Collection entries
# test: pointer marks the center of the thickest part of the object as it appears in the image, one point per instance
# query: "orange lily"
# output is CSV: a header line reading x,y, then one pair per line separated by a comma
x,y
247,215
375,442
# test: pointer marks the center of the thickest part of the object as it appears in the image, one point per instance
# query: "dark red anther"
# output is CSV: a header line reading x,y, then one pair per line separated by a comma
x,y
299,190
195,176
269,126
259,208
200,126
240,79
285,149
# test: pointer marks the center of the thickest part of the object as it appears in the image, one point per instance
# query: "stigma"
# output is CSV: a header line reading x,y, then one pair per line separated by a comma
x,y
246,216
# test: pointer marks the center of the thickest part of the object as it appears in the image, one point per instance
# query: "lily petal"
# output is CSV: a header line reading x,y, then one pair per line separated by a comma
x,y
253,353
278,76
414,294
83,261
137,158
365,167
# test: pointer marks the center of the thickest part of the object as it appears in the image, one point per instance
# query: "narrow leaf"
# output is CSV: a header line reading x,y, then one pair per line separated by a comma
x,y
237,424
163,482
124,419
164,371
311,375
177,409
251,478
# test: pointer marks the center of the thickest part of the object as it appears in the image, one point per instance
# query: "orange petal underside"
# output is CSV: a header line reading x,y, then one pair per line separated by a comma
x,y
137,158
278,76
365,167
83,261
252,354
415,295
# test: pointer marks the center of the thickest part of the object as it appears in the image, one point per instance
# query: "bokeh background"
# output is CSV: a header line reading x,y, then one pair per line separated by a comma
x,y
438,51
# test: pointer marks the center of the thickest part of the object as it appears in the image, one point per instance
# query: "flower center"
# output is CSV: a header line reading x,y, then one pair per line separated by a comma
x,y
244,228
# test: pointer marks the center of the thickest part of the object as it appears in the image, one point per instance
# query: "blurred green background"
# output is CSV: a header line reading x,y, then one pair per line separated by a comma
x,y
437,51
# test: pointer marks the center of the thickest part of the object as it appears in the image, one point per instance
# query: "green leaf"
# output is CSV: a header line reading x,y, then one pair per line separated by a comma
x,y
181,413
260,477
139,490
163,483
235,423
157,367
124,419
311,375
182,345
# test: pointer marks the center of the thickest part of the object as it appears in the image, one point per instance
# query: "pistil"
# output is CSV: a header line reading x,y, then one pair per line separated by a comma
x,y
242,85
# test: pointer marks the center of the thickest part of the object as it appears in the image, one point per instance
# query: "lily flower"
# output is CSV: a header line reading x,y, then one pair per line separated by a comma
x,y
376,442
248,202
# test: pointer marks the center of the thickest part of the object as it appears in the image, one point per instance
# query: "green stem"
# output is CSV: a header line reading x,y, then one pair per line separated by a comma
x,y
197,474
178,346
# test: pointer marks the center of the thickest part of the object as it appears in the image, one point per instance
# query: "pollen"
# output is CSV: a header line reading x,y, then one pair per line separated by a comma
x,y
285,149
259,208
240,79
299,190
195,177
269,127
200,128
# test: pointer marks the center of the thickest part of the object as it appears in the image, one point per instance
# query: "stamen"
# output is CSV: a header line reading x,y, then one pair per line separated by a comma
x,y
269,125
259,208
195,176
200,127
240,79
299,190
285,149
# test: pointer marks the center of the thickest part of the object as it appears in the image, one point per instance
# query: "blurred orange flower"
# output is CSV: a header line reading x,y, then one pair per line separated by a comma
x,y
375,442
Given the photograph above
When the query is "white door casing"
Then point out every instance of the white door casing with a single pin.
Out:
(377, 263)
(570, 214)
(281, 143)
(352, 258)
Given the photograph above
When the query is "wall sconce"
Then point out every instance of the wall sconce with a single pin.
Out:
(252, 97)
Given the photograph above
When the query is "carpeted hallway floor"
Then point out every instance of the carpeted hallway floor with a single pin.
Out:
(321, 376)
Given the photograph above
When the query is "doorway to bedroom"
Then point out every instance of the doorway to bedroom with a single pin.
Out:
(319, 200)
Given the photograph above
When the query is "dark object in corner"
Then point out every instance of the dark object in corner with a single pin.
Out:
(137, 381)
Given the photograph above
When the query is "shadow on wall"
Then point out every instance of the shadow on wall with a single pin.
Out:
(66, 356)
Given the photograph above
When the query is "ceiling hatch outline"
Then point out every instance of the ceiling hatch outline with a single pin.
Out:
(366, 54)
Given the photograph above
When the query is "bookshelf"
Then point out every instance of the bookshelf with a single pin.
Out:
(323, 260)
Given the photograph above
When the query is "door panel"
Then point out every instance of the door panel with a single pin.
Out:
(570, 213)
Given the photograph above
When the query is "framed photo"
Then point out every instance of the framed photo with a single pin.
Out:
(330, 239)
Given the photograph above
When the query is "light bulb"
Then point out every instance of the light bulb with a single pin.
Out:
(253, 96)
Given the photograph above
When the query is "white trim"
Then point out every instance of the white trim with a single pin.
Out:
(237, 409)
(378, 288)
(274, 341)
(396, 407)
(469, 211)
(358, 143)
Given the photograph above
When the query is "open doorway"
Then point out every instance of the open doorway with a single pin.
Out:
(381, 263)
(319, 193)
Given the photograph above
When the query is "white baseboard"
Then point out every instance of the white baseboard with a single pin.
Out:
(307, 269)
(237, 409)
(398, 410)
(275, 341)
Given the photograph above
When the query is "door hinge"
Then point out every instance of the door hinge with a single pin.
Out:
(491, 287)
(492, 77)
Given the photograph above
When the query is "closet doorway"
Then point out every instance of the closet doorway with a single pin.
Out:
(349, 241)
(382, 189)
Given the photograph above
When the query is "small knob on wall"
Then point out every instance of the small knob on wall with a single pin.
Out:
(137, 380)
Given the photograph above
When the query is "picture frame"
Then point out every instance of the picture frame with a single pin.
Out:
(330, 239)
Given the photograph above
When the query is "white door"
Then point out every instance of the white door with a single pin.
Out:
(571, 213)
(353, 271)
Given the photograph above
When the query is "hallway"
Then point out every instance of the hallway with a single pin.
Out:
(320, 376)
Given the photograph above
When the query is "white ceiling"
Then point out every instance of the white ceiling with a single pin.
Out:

_EXERCISE DIRECTIONS_. Word for word, restate all of the records.

_SOLUTION BELOW_.
# test: pointer marks the center of the thickest part of the object as it appears in the image, one point per instance
# query: "orange lily"
# output is CSV: a header line reading x,y, then one pair per line separated by a comma
x,y
247,215
375,442
# test: pointer marks the center of the thickest part of the object as it appears in the image, one point per instance
# query: "dark red anther"
# output is CSV: a header line reading x,y, then one pair per line separated by a comma
x,y
299,190
195,176
269,126
259,208
200,126
240,79
285,149
# test: pointer marks the center of the thickest part of the object as it appears in the image, one point per instance
# query: "stigma"
# output is CSV: a header line reading x,y, then one pair per line separated by a comma
x,y
246,216
# test: pointer marks the center of the thickest part of the object as it appears in the image, one point per instance
# query: "lily petal"
# output is CSV: a header line reading x,y, then one pair per line separated by a comma
x,y
253,353
278,76
414,294
83,261
137,158
365,167
# test: pointer marks the center of the thickest part of the object as it appears in the image, one point per instance
# query: "narrow leaf"
# output is CSV: a header line reading x,y, then one pair per line separated by a comma
x,y
237,424
163,482
124,419
164,371
311,375
177,409
251,478
# test: pointer marks the center of the thickest part of the object as it appears in the image, one point per instance
# query: "orange petal underside"
# output is CSV: a header line reading x,y, then one pair per line separated by a comma
x,y
137,158
278,76
365,167
83,261
252,354
415,295
# test: pointer marks the center of the thickest part of the object as it appears in the image, one point per instance
# query: "bokeh background"
# output is CSV: a header line reading x,y, then one pair per line separated by a comma
x,y
438,51
# test: pointer marks the center of the thickest part of the object as it appears in the image, one point per instance
# query: "flower center"
# output is CSV: a header line reading x,y, then one pair per line separated by a comma
x,y
244,228
# test: pointer marks the center of the thickest part of the object as it appears in the image, one point per instance
# query: "blurred green background"
# output is CSV: a header line reading x,y, then one pair per line separated by a comma
x,y
437,51
# test: pointer marks the center of the thickest part of the object as it appears in the image, one point per instance
# query: "green leaf"
# output is CSV: a header line reading x,y, then one pair per line separated by a comma
x,y
181,413
260,477
139,490
163,483
235,423
157,367
124,419
311,375
182,345
# test: pointer marks the center of the thickest part of the object as it appears in the image, one point per instance
# query: "pistil"
# output is CSV: a header line reading x,y, then one pair per line separated by a comma
x,y
242,85
# test: pointer marks the center of the thickest part of the object as it appears in the image, one point per instance
# query: "lily flower"
# output is CSV: a header line reading x,y, then one pair per line separated by a comma
x,y
376,442
248,202
# test: pointer marks the center of the thickest part of the object as it appears in the image, one point per instance
# query: "green stem"
# output is CSV: a header line reading x,y, then one pair per line separated by a comma
x,y
197,474
178,346
# test: pointer marks the center of the thickest part of the object as it appears in the image, one point per instance
# query: "pollen"
# output is CSV: a header line reading x,y, then one pair per line separated by a comma
x,y
285,149
259,208
240,79
299,190
195,177
269,127
200,128
# test: pointer marks the center of the thickest part of the object as it appears in the image, one point per instance
# query: "stamen"
# output is CSV: a header line reading x,y, then one pair per line separated by a comma
x,y
269,125
259,208
195,176
200,127
240,79
299,190
285,149
# test: pointer marks the center of the thickest part of the object as it appears in the image, one point per instance
# query: "blurred orange flower"
# output is CSV: a header line reading x,y, then one pair per line separated by a comma
x,y
375,442
Given the photograph above
When the query is "white door casing"
Then point out every instance of the white door casing with a single pin.
Out:
(377, 263)
(570, 214)
(281, 143)
(352, 258)
Given the photograph above
When the query is "wall sconce"
Then point out every instance of the wall sconce with a single pin.
Out:
(252, 97)
Given the photograph above
When the query is "carpeted hallway floor"
Then point out every instance of the carpeted hallway floor with a single pin.
Out:
(321, 376)
Given the photograph above
When the query is "doorway to bedroom"
Then point out every instance of the doorway to bedroom with a single pin.
Out:
(319, 200)
Given the photograph above
When the query is "dark object in corner"
Then point out every instance of the dark object in corner with a single pin.
Out:
(137, 381)
Given the photograph above
When the query is "shadow on wall"
Then point out every instance of the shadow on wall with a single pin.
Out:
(66, 356)
Given the photograph above
When the query is "ceiling hatch outline"
Then point out every instance of the ceiling hatch outline with a single pin.
Out:
(366, 54)
Given the photograph above
When the query is "bookshelf"
Then point out every instance of the bookshelf with a single pin.
Out:
(323, 260)
Given the photograph above
When the query is "door panel"
Then point out every instance of the door panel with a single pin.
Out:
(570, 213)
Given the photograph above
When the query is "framed photo"
Then point out every instance of the framed photo with a single pin.
Out:
(330, 239)
Given the photograph above
When the query is "light bulb"
Then point out every instance of the light bulb with a single pin.
Out:
(253, 96)
Given the photograph above
When the query is "white trim"
Then point out every instance of the white trim with a single pin.
Out:
(237, 409)
(378, 288)
(274, 341)
(396, 407)
(469, 211)
(358, 143)
Given the photograph above
When the query is "open doorway"
Then point out every instance of the open doorway with a single pin.
Out:
(381, 263)
(319, 193)
Given the photograph above
When the query is "white baseboard"
Then point out every instance of the white baseboard with a single pin.
Out:
(307, 269)
(237, 409)
(398, 410)
(275, 341)
Given the photograph above
When the query is "door hinge"
Then point out every instance of the door hinge with a single pin.
Out:
(491, 287)
(492, 77)
Given the photograph above
When the query is "closet doorway"
Then point out every instance of the closet doorway with a single pin.
Out:
(349, 241)
(382, 189)
Given the photograph above
When the query is "small knob on wall"
Then point out every instance of the small knob on wall with a single pin.
Out:
(137, 380)
Given the photograph above
When the query is "picture frame"
Then point out every instance of the picture frame with a single pin.
Out:
(330, 239)
Given the photograph above
When the query is "white door"
Then point out every instance of the white door with a single pin.
Out:
(571, 213)
(353, 271)
Given the photograph above
When the query is "hallway"
Then point out every instance of the hallway with a single pin.
Out:
(320, 376)
Given the photograph above
When the query is "white ceiling"
Then point out every instance of the white ceiling with a single pin.
Out:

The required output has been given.